Records supplied
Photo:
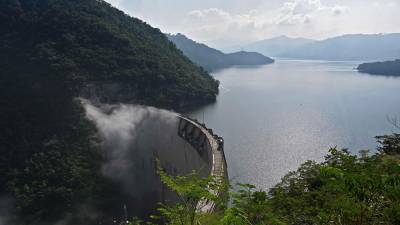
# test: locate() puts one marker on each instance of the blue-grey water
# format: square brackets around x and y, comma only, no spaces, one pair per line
[275,117]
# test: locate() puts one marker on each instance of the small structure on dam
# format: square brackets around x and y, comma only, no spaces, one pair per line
[134,137]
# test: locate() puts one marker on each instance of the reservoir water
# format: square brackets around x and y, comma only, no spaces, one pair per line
[275,117]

Your task
Go through the material above line by line and state how many lines contain "test". Give only the number.

Task response
3